Source data:
[Start of section]
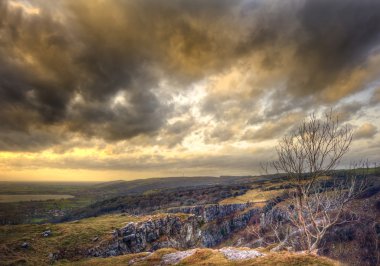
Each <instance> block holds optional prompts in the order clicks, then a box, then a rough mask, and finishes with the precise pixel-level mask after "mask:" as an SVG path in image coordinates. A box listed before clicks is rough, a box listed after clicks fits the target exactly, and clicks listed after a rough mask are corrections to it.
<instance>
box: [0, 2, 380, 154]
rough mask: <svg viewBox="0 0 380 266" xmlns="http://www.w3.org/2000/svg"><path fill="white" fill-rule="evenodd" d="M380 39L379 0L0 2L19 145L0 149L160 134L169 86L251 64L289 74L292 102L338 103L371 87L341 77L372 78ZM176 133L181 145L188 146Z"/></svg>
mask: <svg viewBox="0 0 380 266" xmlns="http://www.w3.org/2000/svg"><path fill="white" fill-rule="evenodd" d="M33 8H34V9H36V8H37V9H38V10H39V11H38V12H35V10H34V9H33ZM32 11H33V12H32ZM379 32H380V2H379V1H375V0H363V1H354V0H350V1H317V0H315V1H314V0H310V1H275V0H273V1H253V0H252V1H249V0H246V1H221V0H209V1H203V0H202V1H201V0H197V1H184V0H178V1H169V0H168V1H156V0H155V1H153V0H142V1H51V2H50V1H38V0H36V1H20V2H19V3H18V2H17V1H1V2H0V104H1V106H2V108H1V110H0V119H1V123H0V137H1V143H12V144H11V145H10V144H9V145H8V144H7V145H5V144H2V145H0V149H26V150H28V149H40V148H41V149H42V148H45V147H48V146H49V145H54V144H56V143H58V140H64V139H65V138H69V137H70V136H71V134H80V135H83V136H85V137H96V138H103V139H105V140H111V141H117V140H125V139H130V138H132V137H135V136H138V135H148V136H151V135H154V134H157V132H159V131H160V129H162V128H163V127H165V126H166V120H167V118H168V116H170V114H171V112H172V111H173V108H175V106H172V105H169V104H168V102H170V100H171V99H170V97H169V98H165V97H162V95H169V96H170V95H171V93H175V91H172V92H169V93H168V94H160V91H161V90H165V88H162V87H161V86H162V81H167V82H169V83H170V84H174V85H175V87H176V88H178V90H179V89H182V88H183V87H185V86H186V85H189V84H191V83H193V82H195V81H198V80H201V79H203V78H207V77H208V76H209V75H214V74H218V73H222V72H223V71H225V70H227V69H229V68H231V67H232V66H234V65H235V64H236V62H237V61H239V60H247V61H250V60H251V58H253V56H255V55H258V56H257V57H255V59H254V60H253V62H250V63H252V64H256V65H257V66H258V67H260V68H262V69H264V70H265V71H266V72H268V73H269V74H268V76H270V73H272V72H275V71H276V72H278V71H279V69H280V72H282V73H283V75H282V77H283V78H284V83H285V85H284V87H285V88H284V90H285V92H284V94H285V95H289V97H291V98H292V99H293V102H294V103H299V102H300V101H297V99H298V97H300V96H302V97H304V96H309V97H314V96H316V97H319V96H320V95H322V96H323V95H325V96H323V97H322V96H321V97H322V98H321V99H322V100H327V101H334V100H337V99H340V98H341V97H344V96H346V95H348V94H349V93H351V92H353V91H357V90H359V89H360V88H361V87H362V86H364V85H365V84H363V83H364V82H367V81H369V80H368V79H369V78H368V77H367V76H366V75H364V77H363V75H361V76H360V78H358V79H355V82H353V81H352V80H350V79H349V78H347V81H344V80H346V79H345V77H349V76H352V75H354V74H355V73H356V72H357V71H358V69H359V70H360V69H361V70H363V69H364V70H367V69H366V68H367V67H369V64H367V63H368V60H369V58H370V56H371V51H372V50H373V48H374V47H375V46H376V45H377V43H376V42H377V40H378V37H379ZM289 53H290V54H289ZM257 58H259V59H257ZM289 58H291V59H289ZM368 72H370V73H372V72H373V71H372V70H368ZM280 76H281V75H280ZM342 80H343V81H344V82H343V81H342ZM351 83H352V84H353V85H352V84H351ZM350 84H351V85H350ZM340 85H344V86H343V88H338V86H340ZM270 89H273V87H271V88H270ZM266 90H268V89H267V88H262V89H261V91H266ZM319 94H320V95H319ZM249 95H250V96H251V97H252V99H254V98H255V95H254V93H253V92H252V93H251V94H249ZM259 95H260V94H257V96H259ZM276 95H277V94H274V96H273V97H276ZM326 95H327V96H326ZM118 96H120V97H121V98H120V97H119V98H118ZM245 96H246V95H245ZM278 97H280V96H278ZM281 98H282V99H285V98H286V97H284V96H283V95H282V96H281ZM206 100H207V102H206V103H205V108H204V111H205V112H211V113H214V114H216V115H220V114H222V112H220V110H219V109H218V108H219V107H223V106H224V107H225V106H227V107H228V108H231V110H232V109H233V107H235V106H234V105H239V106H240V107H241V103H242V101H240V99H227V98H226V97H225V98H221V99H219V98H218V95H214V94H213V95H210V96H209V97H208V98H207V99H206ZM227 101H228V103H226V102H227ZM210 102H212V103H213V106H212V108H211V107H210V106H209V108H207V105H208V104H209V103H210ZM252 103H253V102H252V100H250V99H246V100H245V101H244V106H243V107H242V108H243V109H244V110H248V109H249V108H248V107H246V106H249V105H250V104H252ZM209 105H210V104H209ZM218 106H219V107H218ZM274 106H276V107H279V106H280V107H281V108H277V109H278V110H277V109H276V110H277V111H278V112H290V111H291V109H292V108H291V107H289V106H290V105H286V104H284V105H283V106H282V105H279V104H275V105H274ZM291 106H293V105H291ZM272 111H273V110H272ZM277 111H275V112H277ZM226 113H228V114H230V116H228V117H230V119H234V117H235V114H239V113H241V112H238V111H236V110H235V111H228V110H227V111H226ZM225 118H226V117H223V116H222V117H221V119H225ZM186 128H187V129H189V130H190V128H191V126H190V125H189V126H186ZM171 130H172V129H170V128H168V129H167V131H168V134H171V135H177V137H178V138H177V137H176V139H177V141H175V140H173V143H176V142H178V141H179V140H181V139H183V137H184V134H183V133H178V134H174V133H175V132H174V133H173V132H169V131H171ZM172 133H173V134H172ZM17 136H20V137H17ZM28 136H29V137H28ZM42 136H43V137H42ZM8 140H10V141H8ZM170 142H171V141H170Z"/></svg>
[End of section]
[Start of section]
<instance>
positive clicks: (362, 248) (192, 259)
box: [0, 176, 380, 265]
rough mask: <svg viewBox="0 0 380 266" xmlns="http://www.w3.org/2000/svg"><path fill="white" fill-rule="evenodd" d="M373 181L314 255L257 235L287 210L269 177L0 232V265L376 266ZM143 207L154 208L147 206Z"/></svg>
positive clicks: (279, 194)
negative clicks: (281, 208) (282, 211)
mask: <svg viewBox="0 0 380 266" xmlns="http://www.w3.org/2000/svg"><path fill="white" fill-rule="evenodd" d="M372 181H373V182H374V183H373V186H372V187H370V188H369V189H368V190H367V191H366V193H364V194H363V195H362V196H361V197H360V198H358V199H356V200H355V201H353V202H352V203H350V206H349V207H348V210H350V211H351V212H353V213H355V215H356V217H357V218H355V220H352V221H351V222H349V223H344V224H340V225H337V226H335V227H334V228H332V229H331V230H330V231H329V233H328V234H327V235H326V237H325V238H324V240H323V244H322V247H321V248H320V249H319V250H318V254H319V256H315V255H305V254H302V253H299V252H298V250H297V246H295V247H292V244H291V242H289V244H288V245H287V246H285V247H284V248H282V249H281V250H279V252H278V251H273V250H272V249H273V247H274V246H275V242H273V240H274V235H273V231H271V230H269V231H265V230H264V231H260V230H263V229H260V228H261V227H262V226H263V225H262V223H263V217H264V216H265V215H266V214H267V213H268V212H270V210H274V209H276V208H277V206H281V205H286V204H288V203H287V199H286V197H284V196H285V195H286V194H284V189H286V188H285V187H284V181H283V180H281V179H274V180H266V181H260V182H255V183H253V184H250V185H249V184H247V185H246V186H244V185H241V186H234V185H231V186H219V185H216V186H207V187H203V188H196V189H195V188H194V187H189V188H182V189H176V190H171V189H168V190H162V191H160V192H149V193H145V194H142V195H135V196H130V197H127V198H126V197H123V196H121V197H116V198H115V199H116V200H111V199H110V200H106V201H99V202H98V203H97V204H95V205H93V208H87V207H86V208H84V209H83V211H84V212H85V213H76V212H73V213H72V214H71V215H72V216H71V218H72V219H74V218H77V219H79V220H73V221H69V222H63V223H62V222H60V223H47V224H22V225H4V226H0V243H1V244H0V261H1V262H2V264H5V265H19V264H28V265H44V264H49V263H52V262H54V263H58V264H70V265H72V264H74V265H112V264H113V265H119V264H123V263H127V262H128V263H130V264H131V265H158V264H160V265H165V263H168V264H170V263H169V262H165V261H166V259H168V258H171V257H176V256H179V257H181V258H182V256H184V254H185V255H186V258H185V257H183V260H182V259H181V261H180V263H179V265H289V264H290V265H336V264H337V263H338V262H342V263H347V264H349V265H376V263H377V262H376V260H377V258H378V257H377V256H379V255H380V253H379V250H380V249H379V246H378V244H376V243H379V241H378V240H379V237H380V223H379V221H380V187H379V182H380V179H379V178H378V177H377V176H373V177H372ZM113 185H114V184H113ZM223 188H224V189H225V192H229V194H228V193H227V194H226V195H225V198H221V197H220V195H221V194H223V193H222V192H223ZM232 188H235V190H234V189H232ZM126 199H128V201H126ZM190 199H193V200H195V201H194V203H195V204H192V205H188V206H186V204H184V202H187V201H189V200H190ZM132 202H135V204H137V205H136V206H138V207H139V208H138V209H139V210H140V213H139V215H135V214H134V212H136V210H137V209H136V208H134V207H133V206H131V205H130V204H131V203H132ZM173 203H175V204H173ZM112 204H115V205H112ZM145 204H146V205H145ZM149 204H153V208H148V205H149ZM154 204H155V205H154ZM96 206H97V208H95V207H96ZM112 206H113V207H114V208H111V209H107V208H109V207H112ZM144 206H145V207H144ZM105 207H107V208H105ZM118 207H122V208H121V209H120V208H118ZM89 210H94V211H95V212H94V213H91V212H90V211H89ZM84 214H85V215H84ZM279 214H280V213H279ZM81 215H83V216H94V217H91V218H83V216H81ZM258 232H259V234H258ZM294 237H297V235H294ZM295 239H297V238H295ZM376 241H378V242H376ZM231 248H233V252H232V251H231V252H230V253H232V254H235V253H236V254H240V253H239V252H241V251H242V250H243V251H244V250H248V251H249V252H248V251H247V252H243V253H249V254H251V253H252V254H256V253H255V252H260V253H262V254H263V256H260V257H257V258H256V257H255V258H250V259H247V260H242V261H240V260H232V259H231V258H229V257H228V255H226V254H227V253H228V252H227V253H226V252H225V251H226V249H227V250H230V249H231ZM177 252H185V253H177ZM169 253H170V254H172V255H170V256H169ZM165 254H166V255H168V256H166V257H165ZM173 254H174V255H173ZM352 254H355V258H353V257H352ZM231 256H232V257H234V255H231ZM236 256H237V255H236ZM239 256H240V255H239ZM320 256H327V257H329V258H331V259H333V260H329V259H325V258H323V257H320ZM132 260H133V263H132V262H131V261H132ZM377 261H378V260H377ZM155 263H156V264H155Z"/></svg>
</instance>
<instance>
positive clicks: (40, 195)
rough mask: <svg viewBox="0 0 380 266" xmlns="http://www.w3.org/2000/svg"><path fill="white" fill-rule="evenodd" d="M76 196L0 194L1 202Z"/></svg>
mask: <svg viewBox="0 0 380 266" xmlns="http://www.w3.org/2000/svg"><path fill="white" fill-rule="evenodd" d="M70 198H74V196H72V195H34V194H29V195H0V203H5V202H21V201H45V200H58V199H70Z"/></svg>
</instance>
[End of section]
[Start of section]
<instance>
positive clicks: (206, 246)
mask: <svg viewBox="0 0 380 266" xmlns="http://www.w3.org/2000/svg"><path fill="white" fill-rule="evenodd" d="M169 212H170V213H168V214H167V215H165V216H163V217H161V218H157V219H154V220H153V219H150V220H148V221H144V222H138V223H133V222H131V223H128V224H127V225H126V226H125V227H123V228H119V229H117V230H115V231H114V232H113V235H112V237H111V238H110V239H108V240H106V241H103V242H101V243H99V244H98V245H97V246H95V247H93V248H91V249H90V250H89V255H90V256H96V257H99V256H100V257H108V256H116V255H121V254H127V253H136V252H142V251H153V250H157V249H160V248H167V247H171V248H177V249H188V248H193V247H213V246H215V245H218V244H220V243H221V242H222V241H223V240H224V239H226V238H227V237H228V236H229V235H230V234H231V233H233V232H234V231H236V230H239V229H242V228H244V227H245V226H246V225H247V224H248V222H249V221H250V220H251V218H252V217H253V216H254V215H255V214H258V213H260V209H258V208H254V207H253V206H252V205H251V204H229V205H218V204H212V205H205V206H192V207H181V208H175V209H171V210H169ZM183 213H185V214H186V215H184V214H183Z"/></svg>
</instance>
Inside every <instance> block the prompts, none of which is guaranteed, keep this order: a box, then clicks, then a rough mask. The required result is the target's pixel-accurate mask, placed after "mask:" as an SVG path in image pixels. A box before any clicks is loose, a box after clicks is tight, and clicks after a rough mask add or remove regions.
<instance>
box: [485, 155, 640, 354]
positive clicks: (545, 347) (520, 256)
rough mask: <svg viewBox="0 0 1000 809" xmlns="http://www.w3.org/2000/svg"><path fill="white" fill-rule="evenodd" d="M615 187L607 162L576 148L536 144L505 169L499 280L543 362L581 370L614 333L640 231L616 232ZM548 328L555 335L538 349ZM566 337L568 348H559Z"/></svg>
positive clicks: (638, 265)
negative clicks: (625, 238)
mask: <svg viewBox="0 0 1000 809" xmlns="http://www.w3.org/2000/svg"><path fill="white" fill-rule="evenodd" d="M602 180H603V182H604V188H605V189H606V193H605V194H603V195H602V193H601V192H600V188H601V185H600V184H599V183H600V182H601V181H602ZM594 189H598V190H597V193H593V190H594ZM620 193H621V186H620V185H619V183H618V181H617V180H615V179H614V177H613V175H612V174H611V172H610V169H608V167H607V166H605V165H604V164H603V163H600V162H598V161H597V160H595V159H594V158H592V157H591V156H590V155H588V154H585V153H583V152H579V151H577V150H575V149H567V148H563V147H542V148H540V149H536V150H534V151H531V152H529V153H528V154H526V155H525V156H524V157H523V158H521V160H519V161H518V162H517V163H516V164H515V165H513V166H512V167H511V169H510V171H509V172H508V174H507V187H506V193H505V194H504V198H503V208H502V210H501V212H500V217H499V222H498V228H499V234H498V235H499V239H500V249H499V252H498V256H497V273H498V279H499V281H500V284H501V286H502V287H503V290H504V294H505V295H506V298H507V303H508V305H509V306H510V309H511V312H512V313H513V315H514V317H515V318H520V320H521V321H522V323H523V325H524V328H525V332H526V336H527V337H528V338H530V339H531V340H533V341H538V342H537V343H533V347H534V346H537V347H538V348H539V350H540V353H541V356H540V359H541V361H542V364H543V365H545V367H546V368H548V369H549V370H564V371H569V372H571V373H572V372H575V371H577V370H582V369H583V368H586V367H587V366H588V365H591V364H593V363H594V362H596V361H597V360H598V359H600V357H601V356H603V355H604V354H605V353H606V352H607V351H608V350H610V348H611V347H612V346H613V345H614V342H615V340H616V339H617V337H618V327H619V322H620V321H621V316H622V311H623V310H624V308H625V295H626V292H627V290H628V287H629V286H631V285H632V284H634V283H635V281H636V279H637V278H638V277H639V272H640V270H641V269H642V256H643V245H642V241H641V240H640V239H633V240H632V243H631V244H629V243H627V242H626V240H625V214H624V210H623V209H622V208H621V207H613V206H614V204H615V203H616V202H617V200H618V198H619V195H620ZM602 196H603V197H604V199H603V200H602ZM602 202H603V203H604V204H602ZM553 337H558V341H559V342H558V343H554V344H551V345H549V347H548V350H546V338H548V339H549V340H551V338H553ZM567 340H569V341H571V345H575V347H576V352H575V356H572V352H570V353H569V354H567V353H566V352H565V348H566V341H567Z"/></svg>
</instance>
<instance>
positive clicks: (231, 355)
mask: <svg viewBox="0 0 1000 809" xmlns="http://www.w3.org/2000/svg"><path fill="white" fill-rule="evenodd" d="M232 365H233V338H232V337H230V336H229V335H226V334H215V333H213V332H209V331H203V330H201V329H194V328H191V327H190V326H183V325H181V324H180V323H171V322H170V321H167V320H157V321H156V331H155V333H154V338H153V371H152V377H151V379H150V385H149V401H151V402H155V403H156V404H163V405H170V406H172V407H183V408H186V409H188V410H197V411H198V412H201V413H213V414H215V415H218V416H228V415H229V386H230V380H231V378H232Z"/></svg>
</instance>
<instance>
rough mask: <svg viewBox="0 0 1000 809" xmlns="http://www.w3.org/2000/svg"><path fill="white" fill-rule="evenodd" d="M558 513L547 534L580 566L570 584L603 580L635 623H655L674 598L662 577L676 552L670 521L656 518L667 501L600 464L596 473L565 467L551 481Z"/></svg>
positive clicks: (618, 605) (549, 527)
[End of section]
:: Task brief ::
Reformat the records as a Markdown table with columns Row and Record line, one numbered row per line and no rows for blank lines. Begin at the line containing "181L314 255L257 235L287", stop after the line containing "positive clicks: (279, 194)", and include nothing outside that span.

:: Response for this exercise ::
| Row | Record line |
|---|---|
| 1 | rough mask: <svg viewBox="0 0 380 266" xmlns="http://www.w3.org/2000/svg"><path fill="white" fill-rule="evenodd" d="M373 181L314 255L257 235L287 210L269 177L0 232V265L376 266ZM143 207L154 208L147 206Z"/></svg> |
| 2 | positive clicks: (279, 194) |